» DATA EXCERPTS
--
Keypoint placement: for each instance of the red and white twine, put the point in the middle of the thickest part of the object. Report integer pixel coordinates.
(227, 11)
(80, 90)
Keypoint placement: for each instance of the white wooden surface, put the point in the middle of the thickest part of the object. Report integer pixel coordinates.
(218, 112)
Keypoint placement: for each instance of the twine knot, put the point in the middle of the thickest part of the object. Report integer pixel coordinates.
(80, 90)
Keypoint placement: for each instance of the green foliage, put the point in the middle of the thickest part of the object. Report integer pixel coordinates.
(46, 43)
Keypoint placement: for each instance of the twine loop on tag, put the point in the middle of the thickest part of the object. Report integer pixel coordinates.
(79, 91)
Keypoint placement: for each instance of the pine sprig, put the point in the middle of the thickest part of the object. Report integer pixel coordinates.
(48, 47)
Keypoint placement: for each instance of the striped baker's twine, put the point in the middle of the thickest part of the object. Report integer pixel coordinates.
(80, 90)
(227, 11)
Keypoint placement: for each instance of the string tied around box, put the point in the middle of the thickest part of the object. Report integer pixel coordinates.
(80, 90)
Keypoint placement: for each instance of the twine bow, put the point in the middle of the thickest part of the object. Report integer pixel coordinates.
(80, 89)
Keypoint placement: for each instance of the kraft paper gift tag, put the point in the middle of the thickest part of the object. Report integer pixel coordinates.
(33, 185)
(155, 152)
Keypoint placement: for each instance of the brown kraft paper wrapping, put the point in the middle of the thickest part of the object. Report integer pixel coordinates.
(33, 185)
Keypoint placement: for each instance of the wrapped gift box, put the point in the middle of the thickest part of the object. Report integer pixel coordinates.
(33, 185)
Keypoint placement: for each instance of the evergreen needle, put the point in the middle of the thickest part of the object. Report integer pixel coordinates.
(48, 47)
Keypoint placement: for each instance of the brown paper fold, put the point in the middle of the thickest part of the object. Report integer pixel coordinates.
--
» YOUR OBJECTIVE
Write out the entire listing so that each line matches the original exactly.

» YOUR SOLUTION
Keypoint placement: for each instance of the red and white twine, put the point in the middle of the thickest part of the object. Report integer pixel coordinates.
(227, 11)
(80, 90)
Keypoint placement: for each instance of the white wooden surface, put the point in the middle of the thickest part of the object. Report integer pixel coordinates.
(218, 112)
Keypoint placement: for each instance of the twine knot, put the point in the middle of the thickest part of the object. Report integer pixel coordinates.
(80, 90)
Keypoint placement: for each instance of the green foliage, put the point in the middle of the thickest part of the object. Report integer pixel coordinates.
(46, 43)
Keypoint placement: for each instance of the twine loop on tag, put the point in the middle of the thickest part of the object. Report integer pixel coordinates.
(79, 91)
Keypoint placement: for each instance of the pine sprig, put the point in the middle of the thickest part of the object. Report integer pixel coordinates.
(48, 47)
Keypoint placement: for each instance of the striped baker's twine, put the point in the middle of the thickest part of the object. Report integer pixel coordinates.
(80, 90)
(227, 11)
Keypoint placement: for each instance of the string tied around box, put the point in the middle of the thickest part of the object. Report integer pixel coordinates.
(80, 90)
Keypoint placement: for each instance of the twine bow, put the point in the middle of the thickest part of the object. Report integer pixel coordinates.
(80, 89)
Keypoint placement: for each instance of the kraft paper gift tag, put the point in the middle of the thickest part of the object. Report integer pixel coordinates.
(33, 185)
(155, 152)
Keypoint placement: for each instance of the brown kraft paper wrapping, put the point in the middle of the thickest part of the object. Report integer pixel coordinates.
(33, 185)
Keypoint placement: for each instance of the wrapped gift box, put the point in the middle of the thickest part of the object. Report integer pixel coordinates.
(33, 185)
Keypoint placement: for each instance of the evergreen needle, put the point in the middle of the thickest part of the object. Report integer pixel coordinates.
(48, 47)
Keypoint placement: for each instance of the brown paper fold, put the point in the middle of the thickest part of the object. Report integer pixel coordinates.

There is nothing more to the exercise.